▶ _OBJETIVO DA TAREFA_
Conte quantas linhas dos dados abaixo contêm a palavra "cloud". Responda somente com o número.

▶ _DADOS DE ENTRADA_
# # # # #

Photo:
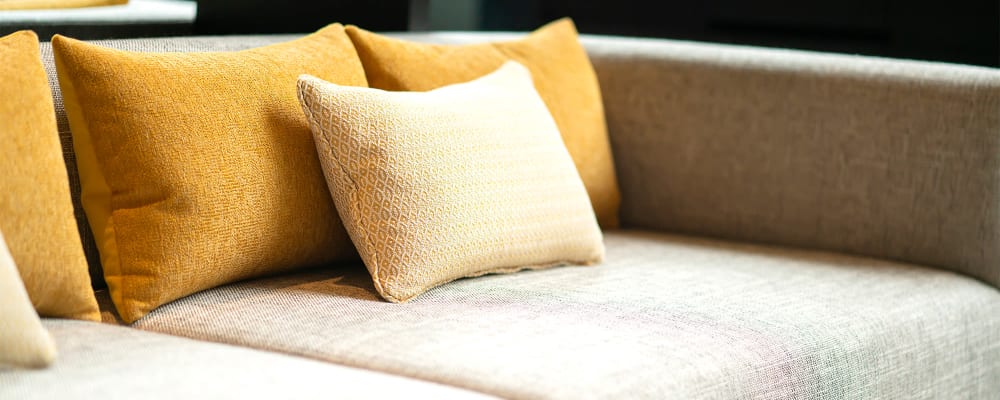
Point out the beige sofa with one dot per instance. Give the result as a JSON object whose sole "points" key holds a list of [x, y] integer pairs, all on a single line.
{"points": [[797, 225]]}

# # # # #

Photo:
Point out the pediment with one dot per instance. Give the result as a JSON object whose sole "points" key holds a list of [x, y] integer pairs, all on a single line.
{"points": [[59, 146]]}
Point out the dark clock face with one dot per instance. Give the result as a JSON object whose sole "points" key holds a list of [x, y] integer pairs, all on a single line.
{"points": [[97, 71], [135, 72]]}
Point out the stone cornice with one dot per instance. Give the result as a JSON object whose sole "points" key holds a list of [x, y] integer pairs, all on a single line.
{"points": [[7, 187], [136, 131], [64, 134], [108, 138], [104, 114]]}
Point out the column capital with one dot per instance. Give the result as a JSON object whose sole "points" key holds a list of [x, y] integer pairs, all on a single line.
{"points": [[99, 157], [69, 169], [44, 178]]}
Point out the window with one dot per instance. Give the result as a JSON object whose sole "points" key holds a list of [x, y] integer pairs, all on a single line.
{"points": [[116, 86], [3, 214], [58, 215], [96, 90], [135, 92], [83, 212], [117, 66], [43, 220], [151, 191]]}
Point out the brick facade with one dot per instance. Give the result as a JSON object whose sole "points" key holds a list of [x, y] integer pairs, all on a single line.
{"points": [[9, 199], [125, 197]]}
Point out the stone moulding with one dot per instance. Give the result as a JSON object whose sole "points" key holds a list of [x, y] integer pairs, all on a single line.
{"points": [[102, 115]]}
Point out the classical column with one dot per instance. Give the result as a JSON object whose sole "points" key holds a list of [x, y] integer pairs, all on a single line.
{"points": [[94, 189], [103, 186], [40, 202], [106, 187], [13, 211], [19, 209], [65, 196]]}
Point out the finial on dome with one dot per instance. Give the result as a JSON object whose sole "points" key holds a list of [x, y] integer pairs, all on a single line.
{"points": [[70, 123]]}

# # # # #

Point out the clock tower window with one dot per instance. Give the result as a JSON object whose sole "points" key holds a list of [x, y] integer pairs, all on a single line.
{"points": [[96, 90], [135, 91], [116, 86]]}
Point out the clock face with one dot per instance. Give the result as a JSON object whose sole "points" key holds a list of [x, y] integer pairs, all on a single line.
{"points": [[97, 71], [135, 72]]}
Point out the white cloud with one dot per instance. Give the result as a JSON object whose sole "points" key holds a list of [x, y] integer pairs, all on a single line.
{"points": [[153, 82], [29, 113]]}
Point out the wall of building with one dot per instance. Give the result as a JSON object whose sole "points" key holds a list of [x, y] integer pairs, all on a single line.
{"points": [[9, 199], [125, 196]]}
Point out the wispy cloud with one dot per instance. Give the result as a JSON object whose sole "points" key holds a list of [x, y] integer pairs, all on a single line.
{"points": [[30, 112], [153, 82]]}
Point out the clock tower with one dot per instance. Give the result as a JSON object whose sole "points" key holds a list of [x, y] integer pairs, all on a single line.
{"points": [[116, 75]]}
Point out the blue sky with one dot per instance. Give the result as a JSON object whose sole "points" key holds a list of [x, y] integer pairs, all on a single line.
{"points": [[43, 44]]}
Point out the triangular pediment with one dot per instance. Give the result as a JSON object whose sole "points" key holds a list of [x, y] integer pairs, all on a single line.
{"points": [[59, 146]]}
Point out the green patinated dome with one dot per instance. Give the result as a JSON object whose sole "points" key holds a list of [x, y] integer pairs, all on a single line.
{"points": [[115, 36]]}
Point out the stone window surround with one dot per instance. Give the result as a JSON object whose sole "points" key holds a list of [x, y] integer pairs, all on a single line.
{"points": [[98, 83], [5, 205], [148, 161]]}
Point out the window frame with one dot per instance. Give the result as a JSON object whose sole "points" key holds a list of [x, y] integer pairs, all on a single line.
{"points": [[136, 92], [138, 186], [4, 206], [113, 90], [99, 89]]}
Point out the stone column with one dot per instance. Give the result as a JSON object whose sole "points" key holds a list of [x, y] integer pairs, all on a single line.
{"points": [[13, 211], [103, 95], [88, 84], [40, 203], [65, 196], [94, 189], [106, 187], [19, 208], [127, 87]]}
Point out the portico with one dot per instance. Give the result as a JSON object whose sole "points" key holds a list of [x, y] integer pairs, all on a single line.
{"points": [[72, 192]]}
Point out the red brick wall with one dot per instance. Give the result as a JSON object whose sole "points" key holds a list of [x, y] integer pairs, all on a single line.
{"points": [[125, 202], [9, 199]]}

# # # # #

▶ _TAREFA CONCLUÍDA_
2